Supplied text:
[Begin]

The excess of cash flows expected at acquisition over the estimated fair value is referred to as the accretable discount and is recognized into interest income over the remaining life of the loan. The difference between contractually required payments at acquisition and the cash flows expected to be collected at acquisition is referred to as the nonaccretable discount. These loans are accounted for under Financial Accounting Standards Board (“FASB”) Accounting Standards Codification (“ASC”) 310-30, Loans and Debt Securities Acquired with Deteriorated Credit Quality. The nonaccretable discount includes estimated future credit losses expected to be incurred over the life of the loan. Subsequent decreases to the expected cash flows will require the Company to evaluate the need for an additional allowance. Subsequent improvement in expected cash flows will result in the reversal of a corresponding amount of the nonaccretable discount which the Company will then reclassify as accretable discount that will be recognized into interest income over the remaining life of the loan.

Loans acquired through business combinations that meet the specific criteria of ASC 310-30 are individually evaluated each period to analyze expected cash flows.  To the extent that the expected cash flows of a loan have decreased due to credit deterioration, the Company then establishes an allowance.

Loans acquired through business combinations that do not meet the specific criteria of ASC 310-30 are accounted for under ASC 310-20. These loans are initially recorded at fair value, and include credit and interest rate marks associated with acquisition accounting adjustments. Purchase premiums or discounts are subsequently amortized as an adjustment to yield over the estimated contractual lives of the loans. There is no allowance for loan losses established at the acquisition date for acquired performing loans. An allowance for loan losses is recorded for any credit deterioration in these loans subsequent to acquisition.

Acquired loans that met the criteria for impaired or nonaccrual of interest prior to the acquisition may be considered performing upon acquisition, regardless of whether the customer is contractually delinquent, if the Company expects to fully collect the new carrying value (i.e. fair value) of the loans. As such, the Company may no longer consider the loan to be nonaccrual or nonperforming at the date of acquisition and may accrue interest on these loans, including the impact of any accretable discount. In addition, charge-offs on such loans would be first applied to the nonaccretable difference portion of the fair value adjustment.

Goodwill and Other Intangible Assets – Goodwill resulting from business combinations is generally determined as the excess of the fair value of the consideration transferred over the fair value of the net assets acquired and liabilities assumed as of the acquisition date. Goodwill is not amortized, but is tested for impairment on October 31 of each year or more frequently if events and circumstances exist that indicate that an impairment test should be performed. There was no impairment recorded for the nine-month period ended September 30, 2021 and the year ended December 31, 2020, respectively.

Core deposit intangible (“CDI”) is a measure of the value of checking and savings deposit relationships acquired in a business combination. The fair value of the CDI stemming from any given business combination is based on the present value of the expected cost savings attributable to the core deposit funding relative to an alternative source of funding. CDI is amortized over the estimated useful lives of the existing deposit relationships acquired, but does not exceed 10 years. Significantly all CDI is amortized using the sum of the years’ digits method.

The remaining other intangible assets consist of customer relationship and employment agreement intangible assets and are amortized over their estimated useful lives of 5 years using the straight-line method.

[End]

Data excerpt:
[Begin]

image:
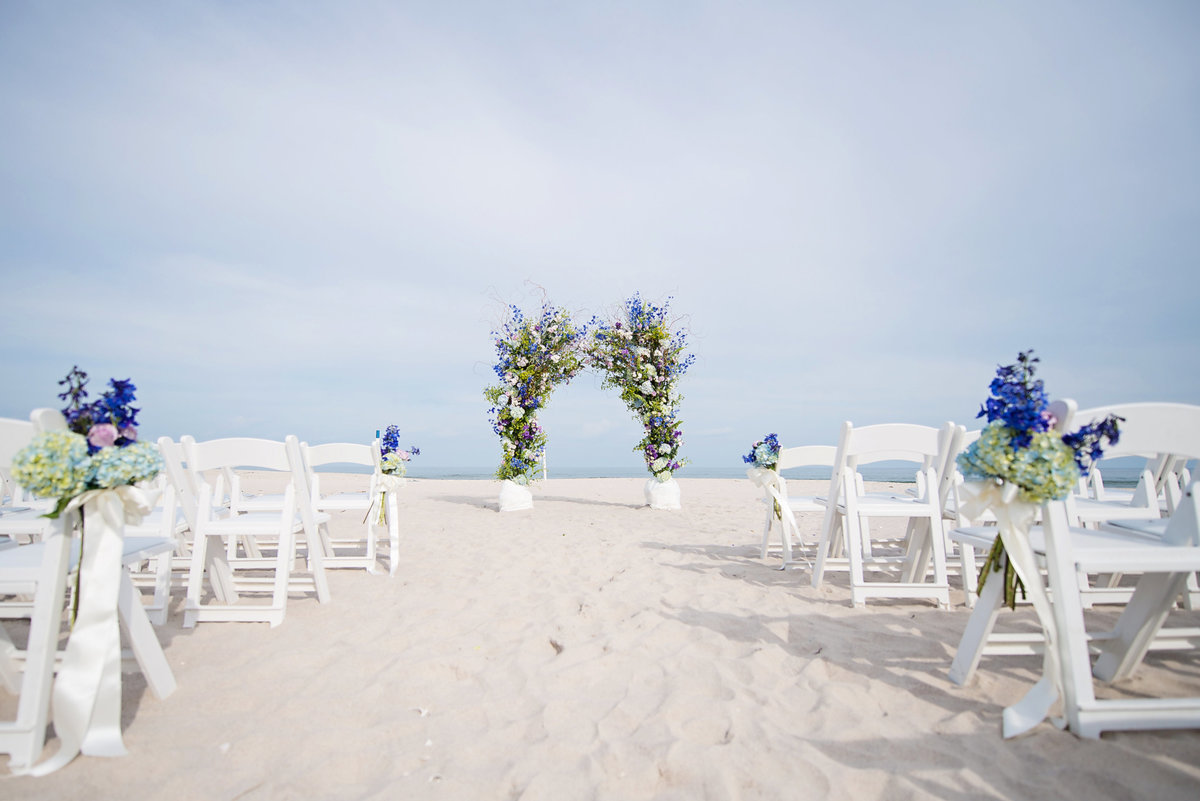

[End]

What to do: Reproduce the passage of the accounting text from "Loans acquired through business combinations that do" to "subsequent to acquisition.", word for word. The listing has no connection to the accounting text.

Problem solution:
Loans acquired through business combinations that do not meet the specific criteria of ASC 310-30 are accounted for under ASC 310-20. These loans are initially recorded at fair value, and include credit and interest rate marks associated with acquisition accounting adjustments. Purchase premiums or discounts are subsequently amortized as an adjustment to yield over the estimated contractual lives of the loans. There is no allowance for loan losses established at the acquisition date for acquired performing loans. An allowance for loan losses is recorded for any credit deterioration in these loans subsequent to acquisition.